» Problem: Scan the entries for lines with the word "pedestrian", then copy those lines.

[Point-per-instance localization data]
....

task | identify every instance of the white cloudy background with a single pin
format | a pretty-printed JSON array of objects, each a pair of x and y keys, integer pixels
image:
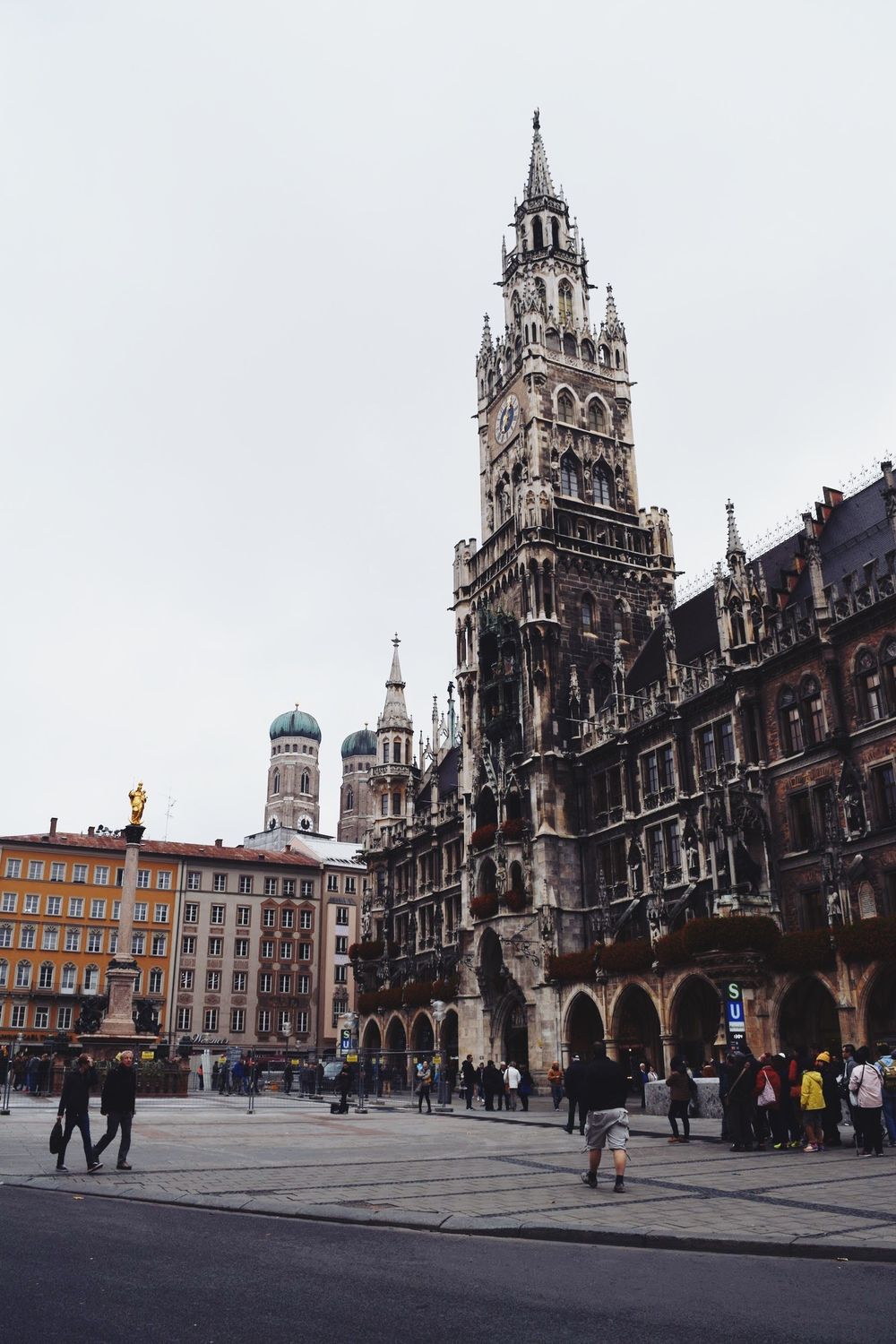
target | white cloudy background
[{"x": 245, "y": 253}]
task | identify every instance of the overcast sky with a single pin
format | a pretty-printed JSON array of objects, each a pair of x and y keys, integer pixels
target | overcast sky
[{"x": 245, "y": 253}]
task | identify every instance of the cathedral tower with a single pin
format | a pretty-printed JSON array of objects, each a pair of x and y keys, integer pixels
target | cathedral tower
[{"x": 293, "y": 774}]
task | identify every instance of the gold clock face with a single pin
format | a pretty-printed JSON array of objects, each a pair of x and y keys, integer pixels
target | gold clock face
[{"x": 508, "y": 419}]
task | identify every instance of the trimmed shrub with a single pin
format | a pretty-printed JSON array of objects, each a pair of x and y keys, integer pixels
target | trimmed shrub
[
  {"x": 810, "y": 951},
  {"x": 737, "y": 933},
  {"x": 869, "y": 940},
  {"x": 621, "y": 957},
  {"x": 670, "y": 951},
  {"x": 573, "y": 967}
]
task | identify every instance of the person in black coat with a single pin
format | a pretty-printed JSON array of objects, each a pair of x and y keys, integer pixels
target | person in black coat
[
  {"x": 117, "y": 1104},
  {"x": 470, "y": 1080},
  {"x": 573, "y": 1081},
  {"x": 74, "y": 1105},
  {"x": 492, "y": 1083}
]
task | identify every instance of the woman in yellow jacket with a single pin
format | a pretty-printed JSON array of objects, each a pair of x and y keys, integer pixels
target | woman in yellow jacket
[{"x": 812, "y": 1102}]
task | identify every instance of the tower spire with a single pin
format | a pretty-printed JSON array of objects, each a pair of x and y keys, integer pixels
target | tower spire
[
  {"x": 735, "y": 545},
  {"x": 538, "y": 183}
]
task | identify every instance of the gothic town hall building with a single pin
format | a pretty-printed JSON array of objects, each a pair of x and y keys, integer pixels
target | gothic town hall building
[{"x": 632, "y": 803}]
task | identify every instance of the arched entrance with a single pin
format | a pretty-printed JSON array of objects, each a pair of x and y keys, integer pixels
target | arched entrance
[
  {"x": 696, "y": 1012},
  {"x": 373, "y": 1039},
  {"x": 583, "y": 1027},
  {"x": 807, "y": 1018},
  {"x": 422, "y": 1037},
  {"x": 516, "y": 1034},
  {"x": 637, "y": 1031},
  {"x": 449, "y": 1045},
  {"x": 880, "y": 1015}
]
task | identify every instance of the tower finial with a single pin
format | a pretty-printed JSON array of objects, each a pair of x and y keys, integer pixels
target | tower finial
[
  {"x": 538, "y": 183},
  {"x": 735, "y": 545}
]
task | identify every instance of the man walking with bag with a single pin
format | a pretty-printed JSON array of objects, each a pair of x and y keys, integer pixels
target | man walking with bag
[
  {"x": 74, "y": 1105},
  {"x": 117, "y": 1104}
]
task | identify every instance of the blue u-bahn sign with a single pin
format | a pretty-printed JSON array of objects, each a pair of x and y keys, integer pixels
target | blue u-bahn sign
[{"x": 735, "y": 1024}]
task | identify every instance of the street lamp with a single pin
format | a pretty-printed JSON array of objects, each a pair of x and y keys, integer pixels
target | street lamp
[{"x": 440, "y": 1011}]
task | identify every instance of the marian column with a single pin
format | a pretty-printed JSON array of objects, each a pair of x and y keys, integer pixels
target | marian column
[{"x": 117, "y": 1027}]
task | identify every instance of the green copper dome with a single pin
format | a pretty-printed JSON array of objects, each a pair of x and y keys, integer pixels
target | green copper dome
[
  {"x": 359, "y": 744},
  {"x": 296, "y": 723}
]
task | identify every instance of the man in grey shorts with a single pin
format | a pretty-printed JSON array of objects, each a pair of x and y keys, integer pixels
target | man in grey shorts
[{"x": 606, "y": 1090}]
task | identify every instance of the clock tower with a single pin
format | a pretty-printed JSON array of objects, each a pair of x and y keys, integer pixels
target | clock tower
[{"x": 571, "y": 574}]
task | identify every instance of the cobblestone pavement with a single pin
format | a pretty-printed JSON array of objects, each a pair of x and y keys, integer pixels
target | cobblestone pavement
[{"x": 469, "y": 1171}]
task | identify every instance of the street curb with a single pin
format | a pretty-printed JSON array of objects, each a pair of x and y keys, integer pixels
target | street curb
[{"x": 461, "y": 1225}]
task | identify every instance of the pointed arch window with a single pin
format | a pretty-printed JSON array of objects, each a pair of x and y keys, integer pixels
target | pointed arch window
[
  {"x": 568, "y": 476},
  {"x": 813, "y": 712},
  {"x": 565, "y": 409},
  {"x": 602, "y": 486},
  {"x": 869, "y": 691},
  {"x": 564, "y": 303}
]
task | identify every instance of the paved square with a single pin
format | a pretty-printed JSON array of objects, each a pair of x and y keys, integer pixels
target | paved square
[{"x": 470, "y": 1171}]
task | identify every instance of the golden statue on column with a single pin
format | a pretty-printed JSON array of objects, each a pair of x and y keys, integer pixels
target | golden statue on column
[{"x": 137, "y": 804}]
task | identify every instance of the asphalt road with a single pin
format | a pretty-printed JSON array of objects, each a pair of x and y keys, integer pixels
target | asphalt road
[{"x": 90, "y": 1271}]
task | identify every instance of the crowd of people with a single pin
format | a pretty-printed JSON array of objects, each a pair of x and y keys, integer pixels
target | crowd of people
[{"x": 796, "y": 1099}]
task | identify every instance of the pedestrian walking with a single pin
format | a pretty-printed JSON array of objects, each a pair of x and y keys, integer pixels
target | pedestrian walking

....

» Written response:
task | identify every instance of the pedestrian walking with a single pin
target | pedestrian walking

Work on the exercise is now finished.